* Activity: Copy each line below containing "with".

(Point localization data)
== Segment start ==

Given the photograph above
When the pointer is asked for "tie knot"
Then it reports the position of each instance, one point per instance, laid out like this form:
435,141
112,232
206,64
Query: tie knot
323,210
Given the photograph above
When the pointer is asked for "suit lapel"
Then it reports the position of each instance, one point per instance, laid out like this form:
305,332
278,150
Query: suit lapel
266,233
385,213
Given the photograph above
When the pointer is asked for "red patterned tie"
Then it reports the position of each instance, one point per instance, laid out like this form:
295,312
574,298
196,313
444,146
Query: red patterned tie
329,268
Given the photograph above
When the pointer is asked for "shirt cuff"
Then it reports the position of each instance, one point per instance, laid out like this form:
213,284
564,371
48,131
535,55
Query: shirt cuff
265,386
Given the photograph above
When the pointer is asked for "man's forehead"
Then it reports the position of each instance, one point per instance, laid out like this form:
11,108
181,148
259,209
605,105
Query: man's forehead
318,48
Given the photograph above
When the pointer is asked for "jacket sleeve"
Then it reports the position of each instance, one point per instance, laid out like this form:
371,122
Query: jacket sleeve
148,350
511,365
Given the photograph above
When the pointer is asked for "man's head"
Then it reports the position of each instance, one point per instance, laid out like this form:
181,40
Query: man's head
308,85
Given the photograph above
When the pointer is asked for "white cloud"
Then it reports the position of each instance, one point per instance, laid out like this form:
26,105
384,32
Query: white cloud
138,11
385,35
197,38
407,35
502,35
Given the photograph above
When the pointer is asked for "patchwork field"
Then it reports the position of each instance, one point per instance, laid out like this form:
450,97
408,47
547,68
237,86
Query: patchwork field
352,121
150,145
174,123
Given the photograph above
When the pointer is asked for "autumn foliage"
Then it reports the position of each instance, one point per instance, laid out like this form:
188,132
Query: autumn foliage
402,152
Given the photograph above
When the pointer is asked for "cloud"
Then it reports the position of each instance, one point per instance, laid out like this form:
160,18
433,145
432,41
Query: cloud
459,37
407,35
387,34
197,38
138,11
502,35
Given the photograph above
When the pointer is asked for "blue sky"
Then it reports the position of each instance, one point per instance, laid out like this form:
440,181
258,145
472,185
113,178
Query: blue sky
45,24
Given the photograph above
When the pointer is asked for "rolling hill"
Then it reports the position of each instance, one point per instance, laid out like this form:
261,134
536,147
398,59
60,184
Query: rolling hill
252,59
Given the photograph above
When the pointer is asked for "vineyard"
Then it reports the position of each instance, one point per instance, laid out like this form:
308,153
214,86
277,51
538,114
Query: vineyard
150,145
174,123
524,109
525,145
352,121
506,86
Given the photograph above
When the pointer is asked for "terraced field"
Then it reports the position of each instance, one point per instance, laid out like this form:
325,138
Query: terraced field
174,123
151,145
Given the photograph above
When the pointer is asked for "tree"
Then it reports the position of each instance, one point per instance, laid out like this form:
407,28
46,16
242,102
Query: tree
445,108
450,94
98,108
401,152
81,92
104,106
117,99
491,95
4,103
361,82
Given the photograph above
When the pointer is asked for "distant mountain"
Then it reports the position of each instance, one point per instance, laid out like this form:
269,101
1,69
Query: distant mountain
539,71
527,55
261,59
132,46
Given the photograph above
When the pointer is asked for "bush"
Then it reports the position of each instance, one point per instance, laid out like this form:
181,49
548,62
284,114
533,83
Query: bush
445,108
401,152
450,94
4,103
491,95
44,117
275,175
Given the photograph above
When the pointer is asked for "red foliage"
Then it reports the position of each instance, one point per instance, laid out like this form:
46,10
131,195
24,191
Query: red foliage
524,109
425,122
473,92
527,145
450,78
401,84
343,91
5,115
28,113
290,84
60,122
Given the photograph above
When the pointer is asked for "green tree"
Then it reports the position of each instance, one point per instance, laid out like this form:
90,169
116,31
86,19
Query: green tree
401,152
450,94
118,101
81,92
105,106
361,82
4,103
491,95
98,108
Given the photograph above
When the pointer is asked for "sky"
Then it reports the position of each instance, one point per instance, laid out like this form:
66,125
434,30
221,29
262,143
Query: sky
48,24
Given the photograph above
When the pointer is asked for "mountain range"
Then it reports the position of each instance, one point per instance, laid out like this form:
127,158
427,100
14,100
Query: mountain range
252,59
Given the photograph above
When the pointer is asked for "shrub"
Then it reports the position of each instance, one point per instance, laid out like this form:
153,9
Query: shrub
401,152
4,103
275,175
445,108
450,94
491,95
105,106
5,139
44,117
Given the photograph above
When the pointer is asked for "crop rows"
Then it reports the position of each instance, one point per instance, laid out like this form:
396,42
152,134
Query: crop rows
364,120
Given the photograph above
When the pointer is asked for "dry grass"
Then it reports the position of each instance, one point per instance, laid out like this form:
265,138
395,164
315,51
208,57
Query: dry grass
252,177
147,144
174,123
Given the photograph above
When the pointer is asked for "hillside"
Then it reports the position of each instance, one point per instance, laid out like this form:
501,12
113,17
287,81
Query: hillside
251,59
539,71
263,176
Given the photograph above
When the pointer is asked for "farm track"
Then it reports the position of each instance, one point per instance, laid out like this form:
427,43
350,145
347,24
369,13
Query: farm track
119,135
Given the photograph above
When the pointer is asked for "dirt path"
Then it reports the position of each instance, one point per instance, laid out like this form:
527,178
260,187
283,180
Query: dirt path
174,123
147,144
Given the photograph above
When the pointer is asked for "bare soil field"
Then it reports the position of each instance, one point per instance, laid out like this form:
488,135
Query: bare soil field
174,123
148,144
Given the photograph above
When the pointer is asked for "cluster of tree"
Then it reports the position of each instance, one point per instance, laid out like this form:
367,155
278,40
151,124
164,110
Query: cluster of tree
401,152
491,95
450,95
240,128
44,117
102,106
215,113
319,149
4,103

== Segment end ==
== Segment start ==

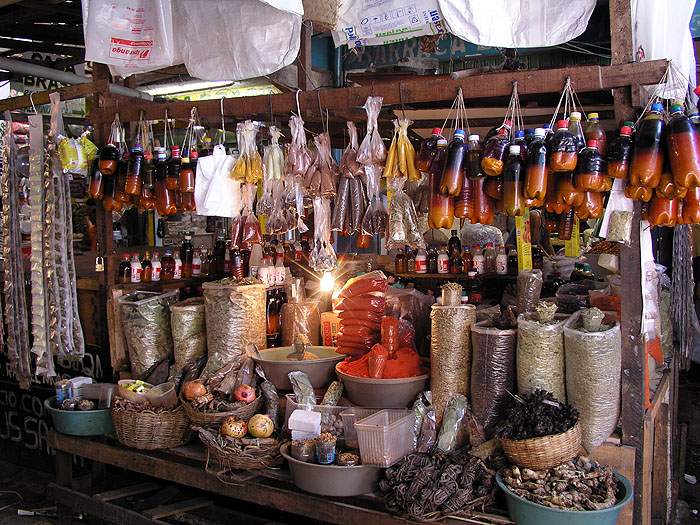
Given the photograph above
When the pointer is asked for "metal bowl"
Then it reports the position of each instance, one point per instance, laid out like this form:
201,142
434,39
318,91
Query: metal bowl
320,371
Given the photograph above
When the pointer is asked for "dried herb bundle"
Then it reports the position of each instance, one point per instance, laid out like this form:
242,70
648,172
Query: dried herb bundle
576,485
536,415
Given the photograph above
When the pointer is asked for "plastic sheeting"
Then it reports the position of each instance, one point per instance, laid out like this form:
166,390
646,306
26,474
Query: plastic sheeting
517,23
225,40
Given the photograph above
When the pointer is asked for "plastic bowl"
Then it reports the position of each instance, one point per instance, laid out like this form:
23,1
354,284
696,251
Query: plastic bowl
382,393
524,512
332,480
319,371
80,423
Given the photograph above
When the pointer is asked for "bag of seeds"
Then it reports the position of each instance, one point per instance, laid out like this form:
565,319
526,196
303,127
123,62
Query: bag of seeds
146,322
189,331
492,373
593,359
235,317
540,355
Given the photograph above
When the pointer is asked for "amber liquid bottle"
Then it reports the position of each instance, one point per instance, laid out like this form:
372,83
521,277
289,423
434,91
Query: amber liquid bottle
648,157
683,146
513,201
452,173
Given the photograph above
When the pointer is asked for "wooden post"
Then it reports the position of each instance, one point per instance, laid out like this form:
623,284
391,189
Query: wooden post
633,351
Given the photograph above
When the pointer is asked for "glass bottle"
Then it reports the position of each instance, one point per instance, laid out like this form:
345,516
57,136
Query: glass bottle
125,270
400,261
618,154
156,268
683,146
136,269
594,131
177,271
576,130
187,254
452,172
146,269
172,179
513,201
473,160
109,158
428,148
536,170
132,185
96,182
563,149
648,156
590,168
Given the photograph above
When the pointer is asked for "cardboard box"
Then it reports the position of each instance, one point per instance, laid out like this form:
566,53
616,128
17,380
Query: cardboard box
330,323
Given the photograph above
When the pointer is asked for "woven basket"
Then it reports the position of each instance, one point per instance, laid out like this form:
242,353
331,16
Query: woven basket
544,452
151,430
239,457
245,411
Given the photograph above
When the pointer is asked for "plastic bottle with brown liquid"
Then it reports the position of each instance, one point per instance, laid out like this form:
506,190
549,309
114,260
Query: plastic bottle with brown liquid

== Segment end ==

* Solution:
When the pointer is asked for "plastic bottle with brown liquid"
Query: plastic bottle with brown liquid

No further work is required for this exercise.